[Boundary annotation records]
++++

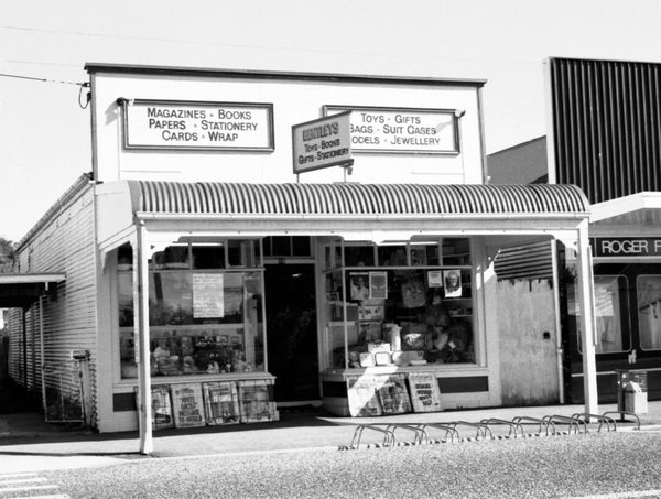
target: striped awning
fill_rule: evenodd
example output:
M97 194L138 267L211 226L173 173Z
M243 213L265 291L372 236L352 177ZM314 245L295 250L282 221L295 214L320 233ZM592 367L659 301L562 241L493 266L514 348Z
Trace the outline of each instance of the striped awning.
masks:
M133 213L201 215L576 215L574 185L242 184L128 181Z

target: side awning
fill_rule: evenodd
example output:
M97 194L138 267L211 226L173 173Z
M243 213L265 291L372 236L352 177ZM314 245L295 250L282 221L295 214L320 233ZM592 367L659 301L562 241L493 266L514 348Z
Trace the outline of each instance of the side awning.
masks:
M101 256L152 234L342 236L353 240L463 234L563 238L586 223L574 185L248 184L117 181L96 187ZM152 239L153 240L153 239Z
M40 296L57 301L57 283L64 273L0 274L0 308L29 308Z

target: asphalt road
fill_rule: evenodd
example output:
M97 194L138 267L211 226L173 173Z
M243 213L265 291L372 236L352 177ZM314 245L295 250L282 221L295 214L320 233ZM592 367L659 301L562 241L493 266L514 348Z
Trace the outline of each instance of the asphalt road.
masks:
M240 456L35 475L71 498L661 498L661 432ZM37 497L35 490L1 493Z

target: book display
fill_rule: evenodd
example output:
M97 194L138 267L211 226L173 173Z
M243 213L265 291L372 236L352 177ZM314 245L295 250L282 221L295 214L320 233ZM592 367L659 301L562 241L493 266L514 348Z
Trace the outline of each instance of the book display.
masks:
M149 272L151 376L264 371L263 269L254 267L253 241L239 242L154 253ZM119 251L122 379L138 377L133 272L122 263L131 259L130 248Z

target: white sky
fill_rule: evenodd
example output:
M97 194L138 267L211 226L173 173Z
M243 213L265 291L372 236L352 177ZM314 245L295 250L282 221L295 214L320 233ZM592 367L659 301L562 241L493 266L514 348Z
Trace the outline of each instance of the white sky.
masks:
M86 63L486 79L487 153L546 133L546 57L661 62L661 0L0 0L0 236L91 171ZM59 83L65 82L65 83Z

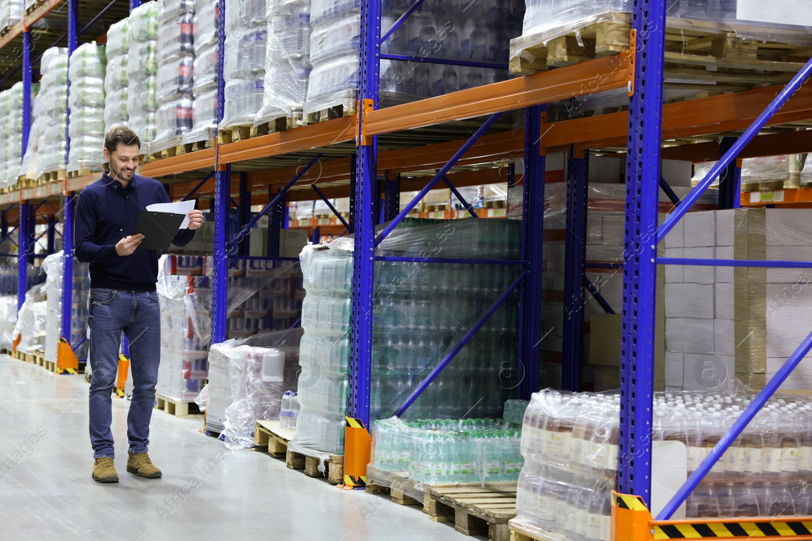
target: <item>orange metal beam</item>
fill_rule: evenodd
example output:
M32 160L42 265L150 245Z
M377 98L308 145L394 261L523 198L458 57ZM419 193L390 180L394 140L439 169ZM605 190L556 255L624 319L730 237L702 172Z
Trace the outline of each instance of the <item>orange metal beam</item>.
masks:
M219 165L222 166L235 161L257 160L352 141L356 138L357 122L357 117L351 114L317 124L222 144L220 145Z
M138 174L145 177L163 177L199 169L214 169L216 157L216 148L204 148L143 164L139 166Z
M663 106L663 139L743 130L767 108L784 85L754 88ZM767 126L812 118L812 83L806 83L767 122ZM549 150L577 144L579 148L625 144L628 112L575 118L546 126L541 145Z
M365 132L369 135L391 133L567 100L598 91L625 88L633 79L632 67L630 56L613 54L526 77L379 109L366 114Z

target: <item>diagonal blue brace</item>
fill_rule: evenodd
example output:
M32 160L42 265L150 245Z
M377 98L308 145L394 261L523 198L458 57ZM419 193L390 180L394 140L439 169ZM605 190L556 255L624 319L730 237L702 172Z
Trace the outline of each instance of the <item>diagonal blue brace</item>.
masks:
M585 274L584 275L584 287L585 287L586 290L590 292L590 294L594 298L596 301L598 301L598 303L601 305L602 308L603 308L603 311L605 311L607 314L615 313L615 311L611 309L611 307L609 306L609 303L607 303L607 300L603 298L603 295L600 294L600 291L598 290L598 288L595 287L595 285L593 284L590 281L590 279L586 277Z
M335 210L335 207L333 206L333 204L330 202L330 200L327 199L327 197L324 195L324 193L318 189L318 187L316 186L315 183L313 183L310 185L310 187L313 189L313 191L318 194L318 196L322 198L322 201L327 204L327 206L330 208L330 210L333 212L333 214L335 215L335 217L340 220L341 224L348 230L350 226L349 225L348 225L347 221L344 220L344 217L341 216L339 211Z
M286 184L283 188L279 190L279 191L275 195L274 195L274 199L270 200L270 201L268 202L268 204L265 205L265 208L262 208L262 210L257 213L257 214L253 217L253 218L252 218L251 221L245 225L245 227L244 227L240 231L240 233L238 233L234 236L234 238L228 241L226 246L226 250L227 251L230 251L231 247L239 243L240 238L247 235L248 232L251 230L251 228L253 227L257 221L259 221L259 219L263 215L265 215L266 213L270 210L271 208L279 200L279 198L284 195L286 193L287 193L287 191L290 190L294 184L299 182L300 178L301 178L302 177L304 176L305 174L307 174L308 170L309 170L317 161L318 161L318 159L320 157L322 157L322 152L319 152L318 154L316 154L316 156L313 157L313 159L310 160L308 165L304 165L304 167L303 167L300 171L296 173L296 176L293 177L293 178L291 179L291 182L287 182L287 184Z
M668 186L668 182L665 182L665 178L663 177L660 177L660 188L668 199L671 200L671 202L674 204L675 207L680 204L680 198L677 197L676 194L674 193L674 191L671 189L670 186Z
M736 140L735 143L730 145L730 148L728 152L724 153L719 161L714 164L713 167L710 168L710 170L705 175L705 178L702 178L702 181L697 184L696 187L691 190L690 193L685 196L685 198L682 200L682 204L675 208L674 212L672 213L665 219L665 221L660 225L659 229L657 231L657 243L661 243L663 239L665 238L665 236L668 234L668 232L674 228L676 222L685 215L685 213L687 213L691 207L693 206L693 204L697 202L700 196L705 193L705 191L707 190L710 184L713 183L714 180L716 179L716 177L722 173L723 170L727 169L727 167L739 155L739 152L741 152L741 149L747 146L747 144L753 140L754 137L758 135L758 132L762 127L764 127L764 125L767 124L767 121L770 120L770 118L772 118L772 115L774 115L775 112L787 102L787 100L793 96L795 91L801 88L801 85L805 80L806 80L810 74L812 74L812 59L807 62L801 71L795 74L792 79L787 83L787 85L784 86L784 88L781 89L781 92L778 93L778 96L776 96L775 99L770 102L770 105L767 105L767 109L765 109L762 114L758 115L758 118L756 118L752 124L750 124L749 127L748 127L747 130L741 134L741 136Z
M468 213L470 214L474 218L478 218L479 217L477 216L477 213L473 211L473 207L472 207L471 204L465 200L465 198L462 196L462 194L460 194L460 191L457 191L456 187L454 187L454 185L451 184L451 181L448 180L448 177L447 177L446 175L443 175L443 182L444 182L446 183L446 186L447 186L449 189L451 189L451 193L454 194L454 196L457 198L457 200L460 201L460 203L462 203L462 206L465 207L465 210L468 211Z
M409 6L409 8L406 10L406 13L400 15L398 18L398 19L395 21L395 23L389 28L389 30L387 30L387 33L385 33L383 36L381 36L380 43L382 44L384 41L389 39L389 36L395 33L395 31L397 30L398 28L401 24L403 24L407 19L409 18L409 15L411 15L412 13L417 11L417 8L421 6L424 0L415 0L415 2L411 6Z
M196 186L195 187L192 188L192 191L190 191L189 193L188 193L186 195L186 197L184 197L184 199L182 199L180 200L181 201L188 201L190 199L192 199L192 196L194 195L195 193L198 190L200 190L201 187L203 187L203 185L205 184L207 182L209 182L209 179L211 178L213 176L214 176L214 171L212 171L211 173L209 173L209 174L207 174L206 177L205 177L205 178L204 178L200 182L198 182L197 186Z
M758 410L764 407L767 401L775 394L778 388L781 386L781 384L786 380L789 373L793 371L795 367L798 366L798 363L806 356L810 349L812 349L812 333L810 333L806 336L797 349L789 356L786 363L779 368L775 375L764 386L764 389L759 391L756 397L750 402L750 405L741 413L741 415L733 422L733 425L730 429L722 436L719 443L716 444L699 466L691 474L691 476L688 478L685 483L676 492L674 497L663 508L663 510L657 516L657 520L663 521L671 518L671 516L674 514L677 508L688 498L688 496L702 482L705 475L710 471L710 468L719 462L719 459L722 457L722 455L728 450L731 444L736 441L739 436L741 435L747 424L753 420L756 414L758 413Z
M414 401L417 400L417 397L422 394L423 391L425 391L429 385L431 384L431 382L434 380L434 378L439 376L440 372L443 371L443 369L447 367L448 363L451 362L456 354L460 353L464 347L465 347L465 344L470 341L471 338L473 337L473 335L479 332L479 329L482 328L482 325L484 325L488 320L490 319L490 316L493 316L494 313L499 309L499 307L501 307L502 304L508 300L508 298L510 297L514 291L516 291L516 288L519 287L519 285L521 284L526 276L527 268L525 268L521 271L519 276L516 277L516 280L514 280L512 283L508 286L508 289L505 290L504 293L499 295L499 298L497 298L494 303L490 305L490 307L488 308L484 314L482 314L482 317L477 320L477 323L473 324L471 328L465 332L465 335L460 339L460 341L455 344L454 347L451 348L451 350L443 358L440 363L434 367L429 375L425 376L425 379L420 383L417 389L412 391L412 394L408 396L408 398L407 398L406 401L400 405L400 407L398 408L398 410L395 412L395 417L400 417L406 412L407 410L408 410L408 407L412 406Z
M458 150L456 153L451 157L451 159L449 160L445 165L440 168L440 170L437 172L437 174L434 176L429 183L426 184L423 189L414 196L414 199L408 202L408 204L406 205L405 208L400 211L400 213L398 214L397 217L389 222L389 225L387 225L382 231L381 231L381 234L375 238L375 246L380 244L381 241L386 238L387 235L391 233L392 230L394 230L395 228L397 227L401 221L403 221L403 219L412 212L412 209L415 208L420 200L425 197L425 194L429 193L429 191L434 187L437 182L440 182L440 179L443 178L443 177L448 173L448 170L454 166L460 158L464 156L465 152L467 152L471 147L473 147L473 144L479 140L479 138L485 135L485 132L487 131L494 122L499 119L501 114L501 113L495 113L494 114L491 114L490 117L485 121L485 123L479 127L479 129L477 130L476 133L471 135L471 138L465 141L464 144L460 147L460 150Z

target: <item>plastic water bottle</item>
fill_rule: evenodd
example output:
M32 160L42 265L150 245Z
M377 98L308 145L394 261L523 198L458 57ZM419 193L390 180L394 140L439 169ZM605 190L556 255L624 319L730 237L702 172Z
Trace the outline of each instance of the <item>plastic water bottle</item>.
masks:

++++

### Requirement
Render the lines above, from the start of the records through the line containing "M40 296L57 301L57", as a JSON list of strings with one string per line, skipping blank lines. Leave the pictures out of the answer.

### Result of this task
[
  "target: striped awning",
  "fill_rule: evenodd",
  "example output:",
  "M97 194L138 267L211 226L173 173Z",
  "M243 213L265 291L372 236L352 177ZM314 245L295 250L282 221L295 214L320 233ZM592 367L659 301L562 241L493 266L514 348Z",
  "Trace the outline of each instance of the striped awning.",
  "masks:",
  "M133 213L201 215L576 215L574 185L242 184L128 181Z",
  "target: side awning",
  "fill_rule: evenodd",
  "example output:",
  "M97 194L138 267L211 226L173 173Z",
  "M243 213L265 291L372 236L352 177ZM314 245L295 250L282 221L295 214L320 233ZM592 367L659 301L562 241L493 266L514 348Z",
  "Trace the outline of each instance of the side awning.",
  "masks:",
  "M101 256L152 234L342 236L353 240L463 234L563 238L586 223L574 185L248 184L117 181L96 187ZM152 239L153 240L153 239Z",
  "M40 296L57 301L57 283L64 273L0 274L0 308L29 308Z"
]